> TEXT:
OGSA HPC Profile Minutes – Fri Aug 25 2006
Participants:
Marty Humphrey (
Marvin Theimer (MSFT)
Glenn Wasson (
Michel Drescher (Fujitsu Europe)
Minutes: Marty Humphrey
* Summary of Actions:
AI-HPCP-0825a: Everyone will re-read Donal's
version of the HPC Profile Application
in the JSDL section of Gridforge by
Friday Sept 1 call.
AI-HPCP-0825b: Check with BES doc and/or WG to
determine the "final word"
on issues of idempotency
and subscriptions (and others).
AI-HPCP-0825c: Marvin will suggest phrasing re:
vectors to the email
group for consensus.
AI-HPCP-0825d: Marvin will mopdify HPC Profile
doc to resolve Chris' comments,
restrict to integer the
total CPU count, total resource count
and individual CPU
count.
AI-HPCP-0825e: Marty to send email to
BES/JSDL/HPCP: "We are looking
for prototype and
interop participants."
* Previous minutes: Approved
* Review of Actions
AI-HPCP-0818a: Donal Fellows to review HPC
Profile Application.
DONE. On Mon Aug-21, Donal Fellows
uploaded a new version to the JSDL space in
Gridforge. The main modification is
a more comprehensive security section.
Our group discussion in today's
telecon on this subject resulted in
AI-HPCP-0825a:
AI-HPCP-0825a: "Everyone"
will re-read it (in the JSDL section of
Gridforge). On the Sept
1 call, we will determine (via vote)
if we believe that it's
ready for ratification via the JSDL
group and the large OGF
at large.
In short, Michel suggested that we
keep it in the HPCP
gridforge section while it is being
actively worked on and transition it to
the JSDL section when it's ready for
"normative radification". Because it's
currently in the JSDL forge section,
we will only "pull it back" to HPCP if,
upon reading it, we decide
(collectively) that it needs modifications (see
AI-HPCP-0825a).

> TASK MATERIAL:

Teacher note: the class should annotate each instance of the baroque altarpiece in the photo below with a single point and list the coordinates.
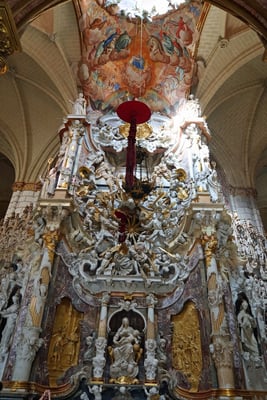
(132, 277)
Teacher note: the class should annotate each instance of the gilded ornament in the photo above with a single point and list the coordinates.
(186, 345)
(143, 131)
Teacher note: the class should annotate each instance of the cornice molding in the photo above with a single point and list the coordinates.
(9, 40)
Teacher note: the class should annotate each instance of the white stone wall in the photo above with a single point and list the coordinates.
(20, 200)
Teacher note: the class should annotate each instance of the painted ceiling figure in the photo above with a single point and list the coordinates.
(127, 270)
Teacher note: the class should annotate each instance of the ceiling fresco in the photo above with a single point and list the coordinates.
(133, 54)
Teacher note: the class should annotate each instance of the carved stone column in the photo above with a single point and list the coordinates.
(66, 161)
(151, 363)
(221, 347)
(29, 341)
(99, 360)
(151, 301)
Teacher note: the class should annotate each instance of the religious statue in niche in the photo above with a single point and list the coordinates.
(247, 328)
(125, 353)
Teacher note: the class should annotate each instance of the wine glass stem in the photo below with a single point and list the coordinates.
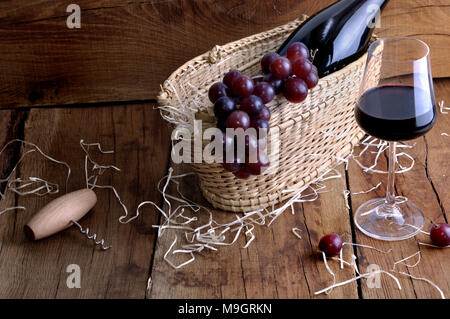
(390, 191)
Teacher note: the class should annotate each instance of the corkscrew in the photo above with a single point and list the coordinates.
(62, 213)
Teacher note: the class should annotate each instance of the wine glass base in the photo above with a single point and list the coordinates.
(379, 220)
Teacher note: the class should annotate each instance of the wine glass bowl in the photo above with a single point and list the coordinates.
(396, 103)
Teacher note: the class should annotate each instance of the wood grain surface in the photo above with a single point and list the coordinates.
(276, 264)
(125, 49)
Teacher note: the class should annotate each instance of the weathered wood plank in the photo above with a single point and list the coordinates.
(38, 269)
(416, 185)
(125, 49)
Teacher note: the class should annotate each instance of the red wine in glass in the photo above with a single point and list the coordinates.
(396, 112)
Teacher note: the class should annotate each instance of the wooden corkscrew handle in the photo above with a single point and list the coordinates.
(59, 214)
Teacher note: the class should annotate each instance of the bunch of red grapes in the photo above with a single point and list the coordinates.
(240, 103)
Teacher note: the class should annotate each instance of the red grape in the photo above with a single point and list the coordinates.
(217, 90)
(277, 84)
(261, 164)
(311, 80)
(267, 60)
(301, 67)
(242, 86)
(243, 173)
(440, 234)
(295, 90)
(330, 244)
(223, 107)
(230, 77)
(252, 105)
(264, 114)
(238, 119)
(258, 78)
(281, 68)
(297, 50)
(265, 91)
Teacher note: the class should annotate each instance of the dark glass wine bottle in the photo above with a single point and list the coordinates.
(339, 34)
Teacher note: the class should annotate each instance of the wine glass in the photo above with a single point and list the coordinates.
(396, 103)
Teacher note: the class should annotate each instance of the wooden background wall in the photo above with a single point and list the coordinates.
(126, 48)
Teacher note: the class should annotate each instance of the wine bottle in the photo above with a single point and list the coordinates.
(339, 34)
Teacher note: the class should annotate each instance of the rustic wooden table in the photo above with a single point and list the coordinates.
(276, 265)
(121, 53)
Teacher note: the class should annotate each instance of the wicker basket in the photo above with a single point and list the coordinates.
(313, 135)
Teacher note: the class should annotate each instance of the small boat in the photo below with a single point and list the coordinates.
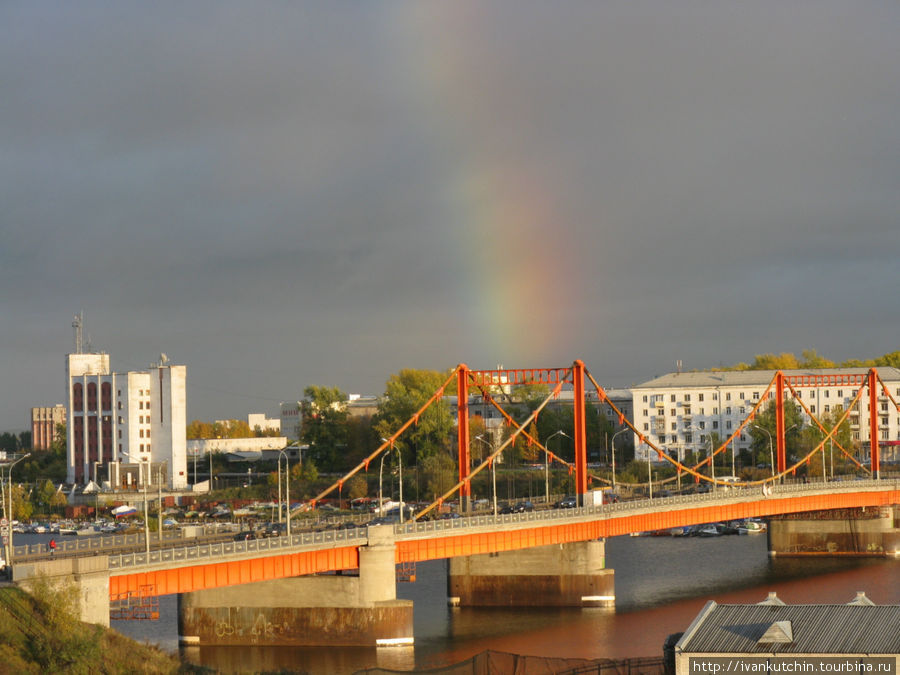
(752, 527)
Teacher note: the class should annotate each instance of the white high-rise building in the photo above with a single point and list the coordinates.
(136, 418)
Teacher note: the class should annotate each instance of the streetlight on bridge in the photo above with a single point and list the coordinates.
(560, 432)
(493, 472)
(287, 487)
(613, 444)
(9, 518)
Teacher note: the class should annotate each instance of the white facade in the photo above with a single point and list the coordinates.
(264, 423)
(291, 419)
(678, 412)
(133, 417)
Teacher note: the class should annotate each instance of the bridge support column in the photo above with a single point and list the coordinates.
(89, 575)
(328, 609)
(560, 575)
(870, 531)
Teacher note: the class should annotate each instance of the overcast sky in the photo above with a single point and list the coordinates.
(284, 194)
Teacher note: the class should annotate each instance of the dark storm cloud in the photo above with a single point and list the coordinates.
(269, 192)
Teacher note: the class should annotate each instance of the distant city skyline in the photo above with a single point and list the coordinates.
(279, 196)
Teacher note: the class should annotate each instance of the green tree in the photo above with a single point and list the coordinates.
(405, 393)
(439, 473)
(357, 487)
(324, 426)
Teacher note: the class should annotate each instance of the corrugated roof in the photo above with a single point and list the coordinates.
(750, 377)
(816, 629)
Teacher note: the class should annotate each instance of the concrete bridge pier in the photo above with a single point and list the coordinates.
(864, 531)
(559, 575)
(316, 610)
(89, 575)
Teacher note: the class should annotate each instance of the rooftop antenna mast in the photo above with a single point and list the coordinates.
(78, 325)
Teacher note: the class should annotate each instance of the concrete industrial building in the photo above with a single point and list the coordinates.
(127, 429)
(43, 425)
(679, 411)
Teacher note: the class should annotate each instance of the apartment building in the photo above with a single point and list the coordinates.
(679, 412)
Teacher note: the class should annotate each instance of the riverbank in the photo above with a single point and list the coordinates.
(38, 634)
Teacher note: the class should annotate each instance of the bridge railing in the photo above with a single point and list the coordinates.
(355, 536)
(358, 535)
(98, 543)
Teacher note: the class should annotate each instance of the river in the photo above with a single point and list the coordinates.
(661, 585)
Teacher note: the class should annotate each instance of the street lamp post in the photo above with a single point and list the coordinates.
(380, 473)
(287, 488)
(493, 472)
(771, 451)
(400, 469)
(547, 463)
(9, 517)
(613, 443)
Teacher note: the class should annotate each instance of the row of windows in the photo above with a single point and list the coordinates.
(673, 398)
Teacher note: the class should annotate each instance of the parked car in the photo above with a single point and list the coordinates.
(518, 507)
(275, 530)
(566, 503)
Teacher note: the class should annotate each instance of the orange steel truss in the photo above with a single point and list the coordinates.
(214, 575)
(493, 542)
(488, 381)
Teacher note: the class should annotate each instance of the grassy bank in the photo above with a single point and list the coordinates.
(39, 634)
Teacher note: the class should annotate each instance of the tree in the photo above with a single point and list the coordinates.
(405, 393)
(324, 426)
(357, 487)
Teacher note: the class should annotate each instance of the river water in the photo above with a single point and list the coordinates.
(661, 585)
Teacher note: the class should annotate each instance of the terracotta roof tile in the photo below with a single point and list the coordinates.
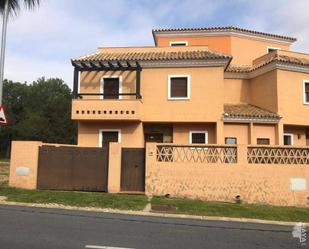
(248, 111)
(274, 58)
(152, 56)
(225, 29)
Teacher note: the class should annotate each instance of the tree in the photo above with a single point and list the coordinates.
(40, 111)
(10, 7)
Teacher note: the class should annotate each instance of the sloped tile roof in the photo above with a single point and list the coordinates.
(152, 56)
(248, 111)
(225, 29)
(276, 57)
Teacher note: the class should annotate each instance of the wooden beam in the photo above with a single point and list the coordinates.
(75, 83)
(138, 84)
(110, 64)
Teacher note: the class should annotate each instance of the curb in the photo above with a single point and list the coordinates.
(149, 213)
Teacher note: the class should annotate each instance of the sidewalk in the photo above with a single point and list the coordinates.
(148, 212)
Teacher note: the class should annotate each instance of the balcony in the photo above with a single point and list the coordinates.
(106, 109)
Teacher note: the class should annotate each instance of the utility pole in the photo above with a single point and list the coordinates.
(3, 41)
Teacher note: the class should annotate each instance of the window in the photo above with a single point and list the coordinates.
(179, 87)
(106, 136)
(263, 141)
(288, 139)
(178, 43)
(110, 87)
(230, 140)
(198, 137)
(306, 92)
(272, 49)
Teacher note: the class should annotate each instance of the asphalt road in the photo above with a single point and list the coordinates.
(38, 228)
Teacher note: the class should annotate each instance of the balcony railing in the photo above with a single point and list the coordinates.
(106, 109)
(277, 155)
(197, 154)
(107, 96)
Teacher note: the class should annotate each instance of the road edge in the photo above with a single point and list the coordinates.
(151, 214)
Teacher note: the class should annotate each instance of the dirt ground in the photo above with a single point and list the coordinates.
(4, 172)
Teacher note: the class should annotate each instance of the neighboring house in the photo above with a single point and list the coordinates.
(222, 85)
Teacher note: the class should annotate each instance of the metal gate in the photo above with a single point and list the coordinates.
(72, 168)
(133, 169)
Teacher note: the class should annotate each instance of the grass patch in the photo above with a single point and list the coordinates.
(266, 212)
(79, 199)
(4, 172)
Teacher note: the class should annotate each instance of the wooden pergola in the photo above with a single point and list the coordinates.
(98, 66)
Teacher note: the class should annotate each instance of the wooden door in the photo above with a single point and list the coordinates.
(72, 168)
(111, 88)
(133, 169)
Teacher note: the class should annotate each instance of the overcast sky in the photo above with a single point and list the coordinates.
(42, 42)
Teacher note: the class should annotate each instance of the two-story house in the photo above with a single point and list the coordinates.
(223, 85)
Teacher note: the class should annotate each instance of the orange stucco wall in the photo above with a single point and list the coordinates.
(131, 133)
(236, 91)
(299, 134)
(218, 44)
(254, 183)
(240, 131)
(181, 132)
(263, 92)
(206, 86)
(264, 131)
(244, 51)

> REQUIRED ACTIONS:
1. Return the passage of the meeting minutes starting with "OGSA HPC Profile" and going on through "Sept 1 call.", copied word for word.
2. Locate every line in the records that contains the word "tile" and copy each of those lines.

> ANSWERS PER TASK:
1.
OGSA HPC Profile Minutes – Fri Aug 25 2006
Participants:
Marty Humphrey (
Marvin Theimer (MSFT)
Glenn Wasson (
Michel Drescher (Fujitsu Europe)
Minutes: Marty Humphrey
* Summary of Actions:
AI-HPCP-0825a: Everyone will re-read Donal's
version of the HPC Profile Application
in the JSDL section of Gridforge by
Friday Sept 1 call.

2.
Teacher note: the class should annotate each instance of the terracotta roof tile in the photo below with a single point and list the coordinates.
Teacher note: the class should annotate each instance of the sloped tile roof in the photo above with a single point and list the coordinates.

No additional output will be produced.